◆ Challenges
**1.** In the racquet stringing thread, what method lets any Yonex racquet be strung with one piece?
**2.** Output the passage of the racquet stringing thread starting at "I do have some" and ending at "video out, too...".
**3.** Pick up the racquet stringing forum thread right after its final post and keep writing.

◆ Document segment
☆ ☆ ☆ ☆ ☆

I do have some old racquets that I can practice on since I don't want to screw up the brand new RDS 001 that I have. Guess I'll have to read up on it some more. Any good resources for learning how to string?

Valjean
10-11-2006, 12:44 PM
This site has video instruction: http://www.sptennis.com. And the USRSA has a stringing video out, too...

bsandy
10-11-2006, 02:18 PM
Your fine. It's ATW.

Most tournament stringers use ATW unless otherwise specified (or it's going to be a hybrid).

. . . Bud

Richie Rich
10-11-2006, 02:20 PM
Your fine. It's ATW.

Most tournament stringers use ATW unless otherwise specified (or it's going to be a hybrid).

. . . Bud

i think the key words are "tournament stringers". they will know to use AWL. it's the rest of the stringers that won't know who are the dangerous ones :smile:

Richie Rich
10-11-2006, 02:23 PM
I am seriously considering getting my own machine for stringing but my main concern is that if I don't know enough to make sure I don't screw up myself.

i got my own stringer a few years ago and haven't been happier. stringing properly isn't too hard and you pick it up very quickly. i had a couple issues in the beginning that were caused by improper mounting of the frame but since then no problems. you can be as fast or as slow as you want too - it's your own time.

Stan
10-11-2006, 06:18 PM
Any Yonex racquet can be strung with one piece provided it is strung using an Around the World method. What's most important with the isometric shape is that the crosses are strung from top to bottom. The entire reason Yonex recommends two piece stringing is because almost everyone with half of an iota of sense will string two piece crosses starting at the top. There's just too much left to chance to suggest one piece ATW...if the stringer does not know ATW and strings bottom up, the isometric head could experience damage leading to premature breakage.

Bottom line. If a Yonex is strung one piece with an ATW pattern, no problem. If a Yonex is strung with crosses bottom up...well in that case you have a problem.

gfdoto
10-11-2006, 07:26 PM
Anyway to tell if a racquet has been strung bottom up vs top to bottom by just looking at the strings? Or is it just the sequence of stringing that puts extra pressure on the frame during stringing?

Richie Rich
10-11-2006, 07:35 PM
Anyway to tell if a racquet has been strung bottom up vs top to bottom by just looking at the strings? Or is it just the sequence of stringing that puts extra pressure on the frame during stringing?

☆ ☆ ☆ ☆ ☆

[Pointing dataset records]
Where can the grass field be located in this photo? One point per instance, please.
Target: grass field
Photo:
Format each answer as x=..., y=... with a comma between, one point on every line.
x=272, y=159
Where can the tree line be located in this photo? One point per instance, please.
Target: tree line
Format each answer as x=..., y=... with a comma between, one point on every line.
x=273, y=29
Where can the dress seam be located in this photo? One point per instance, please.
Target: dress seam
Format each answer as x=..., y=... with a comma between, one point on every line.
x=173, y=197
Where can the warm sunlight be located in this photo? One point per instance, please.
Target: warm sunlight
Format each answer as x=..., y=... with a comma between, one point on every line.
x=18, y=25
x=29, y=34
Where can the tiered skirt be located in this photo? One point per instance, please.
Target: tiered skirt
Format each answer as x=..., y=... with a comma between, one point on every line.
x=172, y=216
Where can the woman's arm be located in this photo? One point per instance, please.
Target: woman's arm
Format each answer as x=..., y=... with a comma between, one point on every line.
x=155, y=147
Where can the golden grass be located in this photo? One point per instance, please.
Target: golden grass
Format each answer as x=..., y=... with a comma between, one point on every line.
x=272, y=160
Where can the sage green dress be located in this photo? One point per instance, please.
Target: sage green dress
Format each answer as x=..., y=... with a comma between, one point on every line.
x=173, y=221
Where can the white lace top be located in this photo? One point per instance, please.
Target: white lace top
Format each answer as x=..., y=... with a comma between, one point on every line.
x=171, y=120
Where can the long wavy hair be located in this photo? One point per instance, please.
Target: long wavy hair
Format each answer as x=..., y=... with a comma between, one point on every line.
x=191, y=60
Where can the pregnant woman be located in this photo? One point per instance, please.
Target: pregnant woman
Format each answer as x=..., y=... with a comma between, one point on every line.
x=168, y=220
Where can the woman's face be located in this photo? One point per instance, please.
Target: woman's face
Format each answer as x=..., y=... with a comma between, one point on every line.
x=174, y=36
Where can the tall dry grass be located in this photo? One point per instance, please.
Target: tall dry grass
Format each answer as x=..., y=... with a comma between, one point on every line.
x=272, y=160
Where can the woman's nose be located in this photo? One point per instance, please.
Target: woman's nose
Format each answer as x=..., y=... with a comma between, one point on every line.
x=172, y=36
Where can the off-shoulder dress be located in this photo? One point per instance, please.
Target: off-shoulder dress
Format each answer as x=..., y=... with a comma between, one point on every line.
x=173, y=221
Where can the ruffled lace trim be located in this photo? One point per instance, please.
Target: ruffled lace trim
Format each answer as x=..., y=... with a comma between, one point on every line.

☆ ☆ ☆ ☆ ☆

◆ Outputs
**1.** An Around the World (ATW) method.

**2.**
I do have some old racquets that I can practice on since I don't want to screw up the brand new RDS 001 that I have. Guess I'll have to read up on it some more. Any good resources for learning how to string?

Valjean
10-11-2006, 12:44 PM
This site has video instruction: http://www.sptennis.com. And the USRSA has a stringing video out, too...

**3.**
on a racquet that has even number of crosses like yours if the tie off at the top of the frame is made from the last/top cross then they have strung bottom up. makes it easy.

on a racquet with odd number of crosses it makes it harder since an AWL method and a bottom up stringing will both use the top cross as the tie off string.

stringing bottom up forces pressure to the top of the frame where it is structurally weaker than the throat area. some racquet mfgs say no problem to string bottom up but i've seen yonex's and babolat's (drives, storms) crack from stringing bottom up. as a general rule, i never string bottom up even if the mfg says ok to do so.

dancraig
10-11-2006, 07:39 PM
on a racquet that has even number of crosses like yours if the tie off at the top of the frame is made from the last/top cross then they have strung bottom up. makes it easy.

on a racquet with odd number of crosses it makes it harder since an AWL method and a bottom up stringing will both use the top cross as the tie off string.

stringing bottom up forces pressure to the top of the frame where it is structurally weaker than the throat area. some racquet mfgs say no problem to string bottom up but i've seen yonex's and babolat's (drives, storms) crack from stringing bottom up. as a general rule, i never string bottom up even if the mfg says ok to do so.

Rich:
Do you mean you have seen them break on the machine or later on as the racquet is played with? Thanks.

gfdoto
10-12-2006, 01:34 PM
Well, I bit the bullet and bought my own stringing machine (SP Swing). Looking forward to stringing my own racquet!

Thanks for all the help on this thread.

Richie Rich
10-12-2006, 02:31 PM
Rich:
Do you mean you have seen them break on the machine or later on as the racquet is played with? Thanks.
they have both broke while on the machine being strung. and both cracked at the 10/2 o'clock position - right where the top of the frame bends. must be a weak spot on certain frames

Richie Rich
10-12-2006, 02:32 PM
Well, I bit the bullet and bought my own stringing machine (SP Swing). Looking forward to stringing my own racquet!

Thanks for all the help on this thread.
congrats! you won't regret it. :smile:

Valjean
10-12-2006, 03:08 PM
Well, I bit the bullet and bought my own stringing machine (SP Swing).....
Great. Now you just need to acquire a few extra assets to complete the stringer's tool kit you'll need, and you can start stringing yourself! I'm recommending a starting clamp, inexpensive bubble balance (to determine when your dropweight tension arm is horizontal; it's available from any hardware store), and Stringmeter (to monitor, compare and, of course, measure tension in the strung racquet).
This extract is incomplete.